*Task to complete:*
Can you give back all the lines below with "tag" switched to "mark", changing nothing else and leaving out the pictures?

*Dataset records:*
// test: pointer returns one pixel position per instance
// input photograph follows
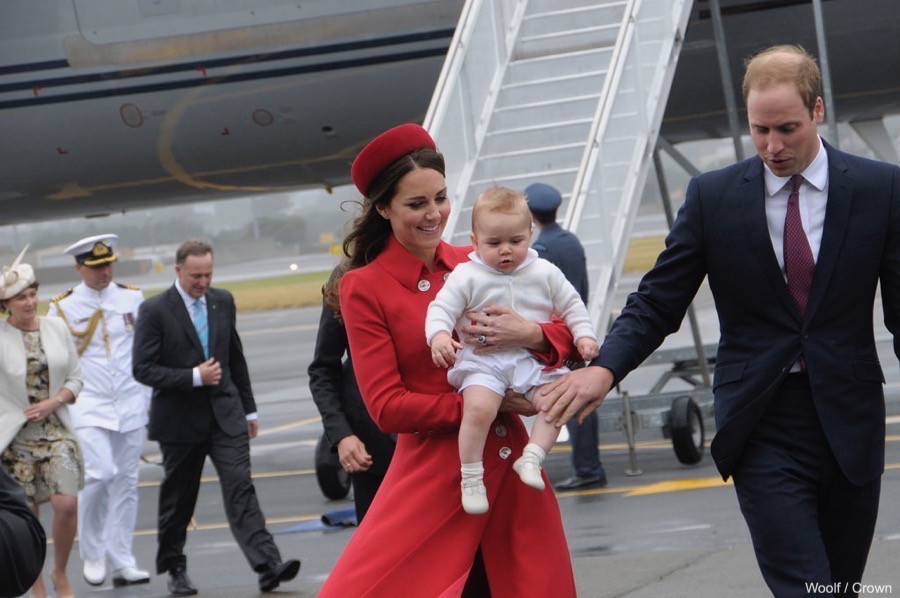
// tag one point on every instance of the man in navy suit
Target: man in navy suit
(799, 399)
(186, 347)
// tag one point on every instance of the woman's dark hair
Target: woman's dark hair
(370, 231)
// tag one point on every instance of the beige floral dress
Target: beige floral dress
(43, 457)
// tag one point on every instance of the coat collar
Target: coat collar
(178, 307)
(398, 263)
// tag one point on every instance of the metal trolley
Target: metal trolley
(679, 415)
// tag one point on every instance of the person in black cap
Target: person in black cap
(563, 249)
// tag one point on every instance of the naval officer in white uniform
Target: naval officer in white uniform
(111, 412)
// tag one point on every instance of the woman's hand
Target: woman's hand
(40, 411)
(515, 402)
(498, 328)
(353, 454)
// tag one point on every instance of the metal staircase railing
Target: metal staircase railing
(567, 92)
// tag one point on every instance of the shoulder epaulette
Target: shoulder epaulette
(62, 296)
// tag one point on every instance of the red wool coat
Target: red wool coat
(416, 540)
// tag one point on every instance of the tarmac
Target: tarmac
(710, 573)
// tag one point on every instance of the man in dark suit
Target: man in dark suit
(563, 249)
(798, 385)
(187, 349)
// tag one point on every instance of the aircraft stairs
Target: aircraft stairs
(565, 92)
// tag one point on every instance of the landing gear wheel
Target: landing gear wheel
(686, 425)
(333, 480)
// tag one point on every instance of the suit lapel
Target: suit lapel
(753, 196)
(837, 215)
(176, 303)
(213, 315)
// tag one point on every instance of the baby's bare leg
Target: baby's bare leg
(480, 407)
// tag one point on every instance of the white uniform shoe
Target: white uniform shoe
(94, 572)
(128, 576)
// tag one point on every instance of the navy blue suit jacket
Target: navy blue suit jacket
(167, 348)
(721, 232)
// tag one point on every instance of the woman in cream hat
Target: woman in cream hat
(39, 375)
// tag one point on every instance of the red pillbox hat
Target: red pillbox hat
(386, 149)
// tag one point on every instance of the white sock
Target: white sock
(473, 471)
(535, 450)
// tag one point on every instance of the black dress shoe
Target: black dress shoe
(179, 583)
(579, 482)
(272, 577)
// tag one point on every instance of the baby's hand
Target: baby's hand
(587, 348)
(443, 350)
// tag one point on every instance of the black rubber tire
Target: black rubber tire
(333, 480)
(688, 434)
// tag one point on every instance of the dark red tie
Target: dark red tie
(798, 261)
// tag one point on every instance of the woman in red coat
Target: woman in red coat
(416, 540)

*Task response:*
// test: pointer returns one pixel position per instance
// input photograph follows
// mark one point on every instance of the man in navy suit
Target: man in navy suit
(799, 399)
(186, 347)
// mark one point on every instance of the woman's dark hair
Target: woman's dark hair
(370, 231)
// mark one point on every instance of the beige floral dress
Target: beige floral dress
(43, 457)
// mark one point on every instance of the coat collar
Target: coat collar
(178, 307)
(398, 263)
// mark one point on every instance of the metal trolley
Target: metal trolley
(679, 415)
// mark one point on every instance of the person in black cap
Target: person in black cap
(563, 249)
// mark one point on every instance of the naval officer in white uniform
Target: naval officer in white uniform
(111, 412)
// mark one point on every instance of the woman's hand
Target: woman's hand
(40, 411)
(515, 402)
(498, 328)
(353, 454)
// mark one point on every instance of the metal staircase railing
Target: metal staircase railing
(567, 92)
// mark one point on every instance of the shoulder epaulette
Target: shoulder epaulette
(62, 296)
// mark one point on every instance of the red wool coat
Target: red wool coat
(416, 540)
// mark one point on every instance of the tarmac
Target: tarmac
(710, 573)
// mark one point on every instance of the man in dark suit
Target: man in dark suit
(563, 249)
(798, 385)
(187, 349)
// mark one point on every instance of the aircraft stairs
Target: aircraft stairs
(565, 92)
// mark one point on every instance of the landing gear wheel
Target: landing gear wheel
(686, 425)
(333, 480)
// mark one point on every instance of the suit lapel
Target: suit lapel
(753, 196)
(837, 215)
(176, 303)
(213, 315)
// mark one point on every instance of the baby's bare leg
Target: baby's bare leg
(480, 407)
// mark one point on every instance of the white uniform shoe
Target: white uniform shoe
(94, 572)
(128, 576)
// mark one point on every instance of the navy blue suit jacket
Target: navy blue suit jacket
(167, 348)
(721, 232)
// mark one point on every instance of the woman in cream hat
Target: woman in cream hat
(39, 375)
// mark one point on every instance of the red pillbox hat
Target: red pillbox hat
(386, 149)
// mark one point on every instance of the white sock
Target: white sock
(473, 471)
(535, 450)
// mark one point on every instance of the black dress shoe
Target: black dress shoe
(179, 583)
(579, 482)
(272, 577)
// mark one point on every instance of the baby's hand
Target: baby's hand
(587, 348)
(443, 350)
// mark one point on every instance of the black rubber tire
Target: black rubber tire
(333, 480)
(688, 434)
// mark one point on every instance of the dark red tie
Target: dark red tie
(798, 261)
// mark one point on every instance of the woman in red coat
Target: woman in red coat
(416, 540)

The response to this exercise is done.